··· Data for the task
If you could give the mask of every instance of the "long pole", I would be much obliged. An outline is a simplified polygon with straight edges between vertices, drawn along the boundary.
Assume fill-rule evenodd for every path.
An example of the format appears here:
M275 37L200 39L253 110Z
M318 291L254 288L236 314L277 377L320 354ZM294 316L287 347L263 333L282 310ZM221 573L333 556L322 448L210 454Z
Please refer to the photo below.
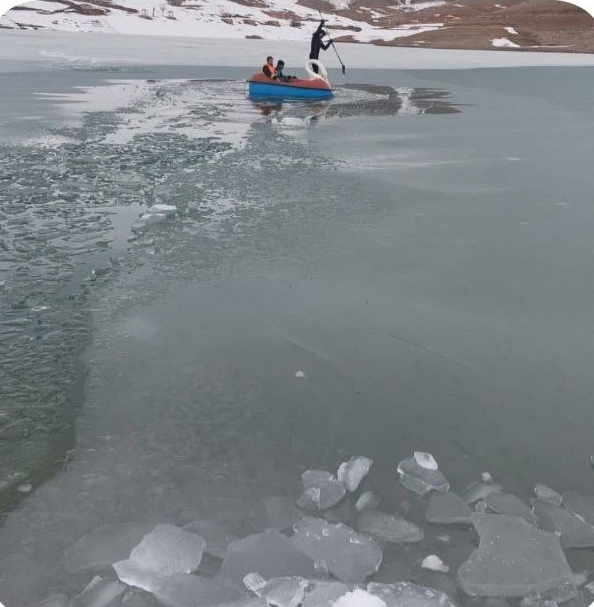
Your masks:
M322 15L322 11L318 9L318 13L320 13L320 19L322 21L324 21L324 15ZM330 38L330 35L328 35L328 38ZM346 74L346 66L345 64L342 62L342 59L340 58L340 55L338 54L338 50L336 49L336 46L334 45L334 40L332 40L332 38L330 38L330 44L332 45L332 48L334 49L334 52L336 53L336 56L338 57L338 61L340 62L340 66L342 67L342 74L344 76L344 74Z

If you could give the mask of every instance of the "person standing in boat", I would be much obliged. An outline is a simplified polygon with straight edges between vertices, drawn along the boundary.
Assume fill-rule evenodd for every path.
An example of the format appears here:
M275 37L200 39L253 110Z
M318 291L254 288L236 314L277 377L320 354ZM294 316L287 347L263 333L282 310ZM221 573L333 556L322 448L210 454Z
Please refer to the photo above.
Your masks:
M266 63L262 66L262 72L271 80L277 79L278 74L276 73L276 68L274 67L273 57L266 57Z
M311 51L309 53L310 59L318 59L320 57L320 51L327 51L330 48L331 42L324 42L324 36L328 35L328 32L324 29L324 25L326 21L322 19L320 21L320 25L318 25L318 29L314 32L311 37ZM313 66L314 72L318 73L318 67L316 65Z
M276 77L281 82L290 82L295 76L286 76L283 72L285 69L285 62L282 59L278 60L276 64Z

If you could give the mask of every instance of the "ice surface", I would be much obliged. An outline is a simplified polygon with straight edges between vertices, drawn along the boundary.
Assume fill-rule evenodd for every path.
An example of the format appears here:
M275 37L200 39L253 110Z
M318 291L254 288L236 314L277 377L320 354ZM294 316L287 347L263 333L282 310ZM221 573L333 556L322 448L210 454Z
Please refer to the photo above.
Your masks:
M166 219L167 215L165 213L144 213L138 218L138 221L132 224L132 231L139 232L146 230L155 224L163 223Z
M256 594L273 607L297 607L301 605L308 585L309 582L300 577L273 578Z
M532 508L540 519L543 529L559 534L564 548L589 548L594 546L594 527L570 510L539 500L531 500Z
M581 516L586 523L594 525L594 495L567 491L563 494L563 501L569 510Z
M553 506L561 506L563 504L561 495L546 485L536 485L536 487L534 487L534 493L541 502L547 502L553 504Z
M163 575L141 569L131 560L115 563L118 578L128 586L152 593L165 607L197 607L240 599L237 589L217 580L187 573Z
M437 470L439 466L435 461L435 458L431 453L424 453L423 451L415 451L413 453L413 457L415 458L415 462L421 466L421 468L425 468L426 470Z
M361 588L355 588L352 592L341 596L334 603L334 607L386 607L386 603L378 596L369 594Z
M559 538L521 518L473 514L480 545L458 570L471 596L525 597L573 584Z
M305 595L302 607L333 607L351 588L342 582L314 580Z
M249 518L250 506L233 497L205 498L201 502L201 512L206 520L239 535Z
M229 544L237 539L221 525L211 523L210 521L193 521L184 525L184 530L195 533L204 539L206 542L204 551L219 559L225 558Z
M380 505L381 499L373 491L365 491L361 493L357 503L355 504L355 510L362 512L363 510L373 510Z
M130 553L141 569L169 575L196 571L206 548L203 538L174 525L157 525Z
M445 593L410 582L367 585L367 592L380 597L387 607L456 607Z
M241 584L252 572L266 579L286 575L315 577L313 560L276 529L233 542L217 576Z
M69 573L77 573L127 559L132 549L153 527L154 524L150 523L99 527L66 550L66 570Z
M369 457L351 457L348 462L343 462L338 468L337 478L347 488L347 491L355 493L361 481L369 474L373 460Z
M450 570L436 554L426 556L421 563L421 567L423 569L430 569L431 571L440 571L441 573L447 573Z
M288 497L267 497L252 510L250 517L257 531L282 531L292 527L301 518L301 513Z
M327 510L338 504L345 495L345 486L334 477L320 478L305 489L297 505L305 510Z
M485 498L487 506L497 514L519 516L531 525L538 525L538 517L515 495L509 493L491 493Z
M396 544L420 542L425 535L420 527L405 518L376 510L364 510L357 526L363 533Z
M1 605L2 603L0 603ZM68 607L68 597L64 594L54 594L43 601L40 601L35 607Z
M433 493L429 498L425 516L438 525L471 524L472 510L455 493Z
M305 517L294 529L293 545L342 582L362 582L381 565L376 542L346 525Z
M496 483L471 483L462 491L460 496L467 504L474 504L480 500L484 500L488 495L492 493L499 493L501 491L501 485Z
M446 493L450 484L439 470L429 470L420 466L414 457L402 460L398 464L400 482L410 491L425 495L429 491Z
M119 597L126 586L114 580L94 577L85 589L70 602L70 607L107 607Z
······
··· Data for the task
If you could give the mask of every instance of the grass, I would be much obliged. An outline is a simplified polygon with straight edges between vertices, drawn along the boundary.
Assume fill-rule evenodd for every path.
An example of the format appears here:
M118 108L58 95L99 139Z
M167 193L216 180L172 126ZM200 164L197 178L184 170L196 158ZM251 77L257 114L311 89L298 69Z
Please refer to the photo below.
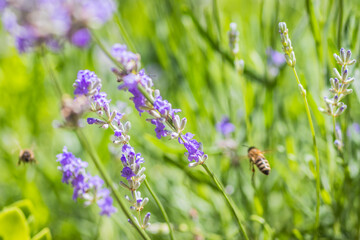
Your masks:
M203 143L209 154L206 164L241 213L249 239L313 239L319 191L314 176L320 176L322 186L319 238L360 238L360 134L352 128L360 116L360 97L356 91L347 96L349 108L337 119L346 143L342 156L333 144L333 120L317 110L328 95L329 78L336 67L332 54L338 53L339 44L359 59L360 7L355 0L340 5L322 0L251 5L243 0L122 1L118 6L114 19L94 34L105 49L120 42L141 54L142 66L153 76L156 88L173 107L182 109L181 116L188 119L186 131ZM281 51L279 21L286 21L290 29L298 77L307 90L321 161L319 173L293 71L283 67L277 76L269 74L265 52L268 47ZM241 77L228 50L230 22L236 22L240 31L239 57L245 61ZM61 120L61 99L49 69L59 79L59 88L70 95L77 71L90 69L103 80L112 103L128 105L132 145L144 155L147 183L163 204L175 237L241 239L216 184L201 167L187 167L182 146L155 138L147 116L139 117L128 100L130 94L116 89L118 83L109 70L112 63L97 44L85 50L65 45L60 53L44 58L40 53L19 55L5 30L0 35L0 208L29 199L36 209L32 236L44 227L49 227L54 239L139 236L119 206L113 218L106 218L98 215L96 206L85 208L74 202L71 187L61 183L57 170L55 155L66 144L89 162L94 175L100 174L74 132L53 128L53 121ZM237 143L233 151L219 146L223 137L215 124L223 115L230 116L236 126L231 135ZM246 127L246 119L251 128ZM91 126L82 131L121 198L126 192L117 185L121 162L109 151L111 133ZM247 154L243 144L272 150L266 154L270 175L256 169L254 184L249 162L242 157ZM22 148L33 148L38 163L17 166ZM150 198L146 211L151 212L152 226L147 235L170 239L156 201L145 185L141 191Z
······
▶ _Work order_
If a line in the records includes "would", it counts toward the total; report that total by itself.

▶ _Completed exercise_
4